Other solutions that could have been relentlessly pursued are upgrading existing plants so they can operate at full design capacity, which if carried out efficiently could be ready before 2014, as well as investing in water conservation through rainwater harvesting and recycling of water.

Further, others have also pointed out that the Pahang-Selangor Water Transfer Project would cost many Orang Asli families their traditional livelihood, since they occupy lands that would be flooded by the Kelau Dam. There are also possible ecosystem implications resulting from this project’s massive inter-state construction, which must be explored.

The Real McCoy

It is ironic that some have called on parties to stop politicising the Langat 2 deal. In fact, the real issue has been conveniently waylaid, that is the restructuring of the water industry in Selangor. In short, the federal government’s intention was to consolidate the fragmented water industry in Selangor (there are currently 4 private operators). However, two out of the four rejected the state government’s offer to buy over their companies, claiming the offers were not high enough.

Before any further decision can be made on water-related developments in the state, it seems clear that the first hurdle must be passed. That is, to ensure the water industry’s current state of limbo is resolved quickly. This is something the federal government through its ministry and water commission can expedite, since its role as policymaker is to monitor the situation and push for efficient outcomes.

Together with the state government, some bi-partisan co-operation is needed to seek a solution for the water industry: not just on the Langat 2 treatment plant, just one fragment of the larger equation, which is to settle the water industry’s future in Selangor, Kuala Lumpur and Putrajaya by returning to the original aims of the restructuring exercise.

Posted in Corruption, Economics, Selangor, Water | Leave a comment

Wading through the so-called “Water Crisis”

The BN government has been using the “water crisis” to spark fears in Selangor. This has been raised time and again, so it’s important to remember the real reasons behind its claim. This was first published in Selangor Times, in May 2012.

Wading through the so-called “Water Crisis”

Election fever is in the air, and the games have begun. Last month, Prime Minister Najib Abdul Razak stated that Selangor was heading towards a water crisis, after the state government blocked the building of the Langat 2 water treatment plant. He also said that this issue “should not have been politicised”, even though the state and federal governments are led by different parties. He also asked how Selangor could become a developed state if the people’s water supply was constantly disrupted.

There are several accusations and assumptions made in these statements which ought to be carefully considered by those of us living (and voting) in Selangor.

First, it is important to elaborate on the current situation of the state’s water industry which sets the context for the Prime Minister’s statements. The water operations in Selangor is fragmented into four different companies, that is three companies that treat raw water, and one company that takes this treated water and distributes it to the some 5 million consumers in Selangor, Kuala Lumpur and Putrajaya.

Along with other states, Selangor’s water industry was to have been restructured into a holistic entity which would streamline all parts of the operation into one body. This ensures the losses borne by water distribution (the more expensive, and less profitable, part of water operations) would be more than compensated for by water treatment (the less expensive, and hence more profitable, part of water operations).

This water restructuring has reached a stalemate after more than three years of negotiation between the Selangor state government, the water companies and the Federal government. The main issue is the unwillingness of some water companies to accept the offer of the state. These are companies alleged to be hostile to the Pakatan Rakyat as they were selected during the previous Barisan Nasional government’s time in power.

§ **Material**:
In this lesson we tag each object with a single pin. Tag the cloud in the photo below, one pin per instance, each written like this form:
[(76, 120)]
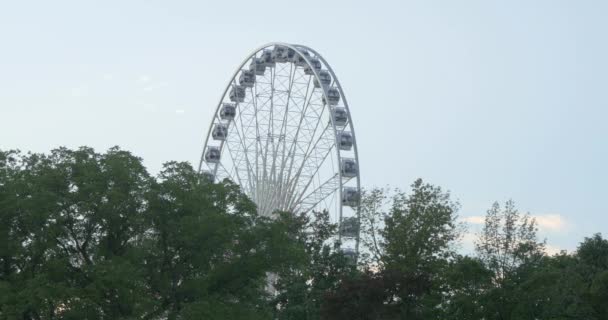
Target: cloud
[(550, 222), (545, 222), (552, 250), (474, 219)]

§ **Written request**:
Decide whether each statement agrees with the passage on Selangor's water industry above, answering yes or no and quoting the words of the passage that decide it: (a) Three of the four water companies in Selangor treat raw water. (b) Water distribution is the more profitable part of water operations. (c) The Pahang-Selangor Water Transfer Project would flood lands occupied by Orang Asli families.

§ **Answer to the problem**:
(a) Yes: "three companies that treat raw water, and one company that takes this treated water and distributes it"
(b) No: "water distribution (the more expensive, and less profitable, part of water operations)"
(c) Yes: "they occupy lands that would be flooded by the Kelau Dam"